## GIVEN TASK 1
Reproduce the records verbatim, starting at the line that contains "compact shape [332,47]." and ending with the final line of the records.

<a id="top"/>


### Come back to [Home](FinalProjectReport.ipynb)


# STOCK DATA PROCESSING

>The content of this section is:
>1. [Choosing the dataset](#choose) 
>1. [Obtain data](#obtain) 
>1. [Data processing](#proc) 
>1. [Dataset's stats](#stats)
>1. [Some graphs](#graphs)

>Here we import the modules that we will need in order to extract the data to manipulate them 

In [1]:
#!pip install yfinance
#!pip install yahoofinancials
import pandas as pd
import numpy as np
import pickle
import csv
from datetime import datetime, timedelta
import yfinance as yf
import yahoofinancials
from collections import Counter, defaultdict, deque
import json
import urllib

>In this section we perform the initial preprocessing of the data to a shape which is best for use in further analysis. We will show:
* where we obtain our data
* convert the data to a form that it will be easier to use

<a id="choose"/>

## Choosing the dataset
> We decided to include a number of financial instruments to create the most reliable and inclusive picture of the market. Our goal was to analyze the data initially, find irregularities and investigate the data on the basis of questions. The most interesting actions were nominated for further analysis.

(Raw records)
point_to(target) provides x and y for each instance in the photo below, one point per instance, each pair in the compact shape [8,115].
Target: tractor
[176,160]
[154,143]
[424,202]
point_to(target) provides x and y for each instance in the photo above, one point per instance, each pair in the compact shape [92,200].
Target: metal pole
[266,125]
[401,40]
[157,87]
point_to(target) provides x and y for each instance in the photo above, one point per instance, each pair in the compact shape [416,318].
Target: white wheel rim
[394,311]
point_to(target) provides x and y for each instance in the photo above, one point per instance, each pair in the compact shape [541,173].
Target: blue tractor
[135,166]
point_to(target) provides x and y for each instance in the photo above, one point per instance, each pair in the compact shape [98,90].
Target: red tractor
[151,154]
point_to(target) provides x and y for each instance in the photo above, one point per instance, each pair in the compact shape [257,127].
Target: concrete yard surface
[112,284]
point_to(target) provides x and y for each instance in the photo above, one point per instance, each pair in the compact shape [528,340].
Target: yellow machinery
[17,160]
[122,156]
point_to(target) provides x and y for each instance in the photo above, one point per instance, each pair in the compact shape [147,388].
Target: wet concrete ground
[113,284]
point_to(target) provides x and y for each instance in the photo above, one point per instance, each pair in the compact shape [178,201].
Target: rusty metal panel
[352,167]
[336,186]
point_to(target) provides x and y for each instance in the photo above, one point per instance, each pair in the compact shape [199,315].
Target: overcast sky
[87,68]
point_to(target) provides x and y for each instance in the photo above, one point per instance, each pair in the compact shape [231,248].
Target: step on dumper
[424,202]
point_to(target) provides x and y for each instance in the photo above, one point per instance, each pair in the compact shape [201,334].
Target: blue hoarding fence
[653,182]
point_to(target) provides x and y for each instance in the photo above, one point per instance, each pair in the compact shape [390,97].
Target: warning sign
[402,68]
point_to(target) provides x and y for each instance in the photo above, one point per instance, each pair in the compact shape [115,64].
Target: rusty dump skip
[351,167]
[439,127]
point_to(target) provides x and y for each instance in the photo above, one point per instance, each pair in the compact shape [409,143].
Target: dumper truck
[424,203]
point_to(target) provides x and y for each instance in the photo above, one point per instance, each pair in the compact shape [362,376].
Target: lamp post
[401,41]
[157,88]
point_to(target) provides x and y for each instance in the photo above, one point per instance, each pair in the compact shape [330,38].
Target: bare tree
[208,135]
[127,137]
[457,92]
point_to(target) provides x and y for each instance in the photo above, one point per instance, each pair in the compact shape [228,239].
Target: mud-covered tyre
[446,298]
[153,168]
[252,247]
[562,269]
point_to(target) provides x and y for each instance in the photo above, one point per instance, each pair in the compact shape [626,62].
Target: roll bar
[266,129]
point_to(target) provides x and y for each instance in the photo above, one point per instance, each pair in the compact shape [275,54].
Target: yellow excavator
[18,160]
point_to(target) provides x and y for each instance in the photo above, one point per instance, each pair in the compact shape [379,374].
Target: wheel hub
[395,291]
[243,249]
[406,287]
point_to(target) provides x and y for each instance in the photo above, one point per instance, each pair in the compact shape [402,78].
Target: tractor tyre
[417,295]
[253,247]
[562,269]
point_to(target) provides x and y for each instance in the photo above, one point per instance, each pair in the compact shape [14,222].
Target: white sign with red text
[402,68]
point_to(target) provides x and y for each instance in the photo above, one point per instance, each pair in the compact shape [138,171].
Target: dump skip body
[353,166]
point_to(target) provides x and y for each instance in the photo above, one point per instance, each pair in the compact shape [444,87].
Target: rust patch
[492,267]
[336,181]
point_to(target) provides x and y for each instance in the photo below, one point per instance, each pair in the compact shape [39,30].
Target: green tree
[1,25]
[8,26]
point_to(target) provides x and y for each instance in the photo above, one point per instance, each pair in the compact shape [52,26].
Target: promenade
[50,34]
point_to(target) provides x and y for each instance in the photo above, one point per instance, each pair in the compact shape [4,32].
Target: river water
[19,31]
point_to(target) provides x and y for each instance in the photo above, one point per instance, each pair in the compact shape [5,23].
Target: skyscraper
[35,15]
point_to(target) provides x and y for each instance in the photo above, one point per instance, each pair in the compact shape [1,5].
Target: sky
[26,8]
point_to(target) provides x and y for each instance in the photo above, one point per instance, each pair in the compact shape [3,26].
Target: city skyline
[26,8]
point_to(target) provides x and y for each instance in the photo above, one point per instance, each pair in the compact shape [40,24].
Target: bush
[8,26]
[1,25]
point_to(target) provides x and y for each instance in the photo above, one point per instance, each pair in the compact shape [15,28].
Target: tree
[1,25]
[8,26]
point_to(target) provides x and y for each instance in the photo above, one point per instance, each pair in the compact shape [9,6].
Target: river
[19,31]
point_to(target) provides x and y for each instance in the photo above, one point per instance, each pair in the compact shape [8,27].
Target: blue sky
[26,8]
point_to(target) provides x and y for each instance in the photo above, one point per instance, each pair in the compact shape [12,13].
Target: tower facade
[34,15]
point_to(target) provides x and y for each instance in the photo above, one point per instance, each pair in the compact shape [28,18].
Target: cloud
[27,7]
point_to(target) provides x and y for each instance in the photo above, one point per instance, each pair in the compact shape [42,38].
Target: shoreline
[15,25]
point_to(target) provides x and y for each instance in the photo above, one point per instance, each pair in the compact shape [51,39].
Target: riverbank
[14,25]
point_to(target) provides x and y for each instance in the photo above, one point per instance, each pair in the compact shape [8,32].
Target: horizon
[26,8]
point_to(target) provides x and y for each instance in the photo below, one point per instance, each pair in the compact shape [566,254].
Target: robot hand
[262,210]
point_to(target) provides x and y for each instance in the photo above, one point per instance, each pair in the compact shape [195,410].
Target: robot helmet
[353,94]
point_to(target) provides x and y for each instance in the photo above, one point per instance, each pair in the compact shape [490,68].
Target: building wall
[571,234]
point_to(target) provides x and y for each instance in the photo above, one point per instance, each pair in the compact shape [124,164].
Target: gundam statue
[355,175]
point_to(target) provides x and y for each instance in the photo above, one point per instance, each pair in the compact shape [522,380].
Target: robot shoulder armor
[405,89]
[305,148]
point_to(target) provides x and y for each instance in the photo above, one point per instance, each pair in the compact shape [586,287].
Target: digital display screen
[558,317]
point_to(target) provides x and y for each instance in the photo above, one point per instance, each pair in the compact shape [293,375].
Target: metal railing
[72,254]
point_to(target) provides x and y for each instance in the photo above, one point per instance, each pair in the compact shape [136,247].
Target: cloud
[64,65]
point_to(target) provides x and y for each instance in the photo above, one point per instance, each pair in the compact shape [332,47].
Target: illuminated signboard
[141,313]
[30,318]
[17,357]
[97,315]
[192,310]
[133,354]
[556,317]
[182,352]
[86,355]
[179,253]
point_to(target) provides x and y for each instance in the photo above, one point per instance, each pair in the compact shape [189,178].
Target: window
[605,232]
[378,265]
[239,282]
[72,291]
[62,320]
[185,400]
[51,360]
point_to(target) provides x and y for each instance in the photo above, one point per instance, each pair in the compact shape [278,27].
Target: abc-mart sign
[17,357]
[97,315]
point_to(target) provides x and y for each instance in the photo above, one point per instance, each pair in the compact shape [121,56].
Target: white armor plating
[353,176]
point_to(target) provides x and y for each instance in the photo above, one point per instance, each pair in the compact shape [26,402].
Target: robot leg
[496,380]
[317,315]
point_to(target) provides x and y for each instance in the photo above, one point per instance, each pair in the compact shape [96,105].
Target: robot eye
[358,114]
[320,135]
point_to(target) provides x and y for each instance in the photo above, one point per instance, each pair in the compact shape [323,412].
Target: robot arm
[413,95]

## GIVEN TASK 2
Continue the stock data processing notebook past its last sentence.

## EXPECTED ANSWER 1
point_to(target) provides x and y for each instance in the photo above, one point per instance, each pair in the compact shape [332,47].
Target: illuminated signboard
[141,313]
[30,318]
[17,357]
[97,315]
[192,310]
[133,354]
[556,317]
[182,352]
[86,355]
[179,253]
point_to(target) provides x and y for each instance in the photo above, one point per instance, each pair in the compact shape [189,178].
Target: window
[605,232]
[378,265]
[239,282]
[72,291]
[62,320]
[185,400]
[51,360]
point_to(target) provides x and y for each instance in the photo above, one point per instance, each pair in the compact shape [278,27].
Target: abc-mart sign
[17,357]
[97,315]
point_to(target) provides x and y for each instance in the photo above, one point per instance, each pair in the compact shape [121,56].
Target: white armor plating
[353,176]
point_to(target) provides x and y for each instance in the photo above, one point per instance, each pair in the compact shape [26,402].
Target: robot leg
[496,380]
[317,315]
point_to(target) provides x and y for each instance in the photo above, one point per instance, each pair in the compact shape [96,105].
Target: robot eye
[358,114]
[320,135]
point_to(target) provides x and y for each instance in the photo above, one point per instance, each pair in the compact shape [323,412].
Target: robot arm
[413,95]

## EXPECTED ANSWER 2
> Our analysis includes multiple, different financial indexes and products. These include:
>
>
> * Exchange-traded funds (ETFs):
>  * What it is: An ETF is a investment fund traded in stock exchanges. ETFs allow exposure to a collection of assets in a specific market and can be good aggregators of the movement in a segment of that market
>  * Which did we get:
>    * iShares China Large-Cap ETF
>    * VanEck Vectors Africa ETF
>    * Franklin FTSE Italy ETF
>    * Xtrackers Harvest CSI 300 China A-Shares ETF
> * Stock Market Indexes:
>  * What it is: A Stock Market Index is an aggregation of the value of the traded assets in a market. Indexes give the overall action and sentiment in a market.
>  * Which did we get:
>    * OMX Stockhlom
>    * OMX Helsinki
>    * Oslo Børs All-share Index
>    * Bolsa de Madrid 35
>    * Dow Jones Industrial Average
>    * CAC 40 France
>    * DAX Frankfurt
>    * S&P 500
>    * Hang Seng Index Hong Kong
>    * Nikkei 225 Japan
>    * FTSE 100 London
> * Futures:
>  * What it is: A Futures contract is an agreement to buy or sell a specific asset at a predetermined price at a specifc time in the future. They are instruments that allow to gauge the future price of that asset and ascertain the direction of pricing.
>  * Which did we get:
>    * Oil Crude Jun 2020 Futures
>    * Nasdaq 100 June 2020 Futures
> * Forex Pairs:
>  * What it is: Foreign Exchange pairs are couples of currencies comprised of a base currency denominated in the quote currency. In a pair like CNY/EUR we see how many EURs are required to buy 1 CNY.
>  * Which did we get:
>    * CNY/EUR
>    * CNY/USD
> * Cryptocurrency pairs:
>  * What it is: Similar to forex pairs, cryptocurrency pairs work the same way but reveal the prices of digital assets of the likes of Bitcoin or Ethereum.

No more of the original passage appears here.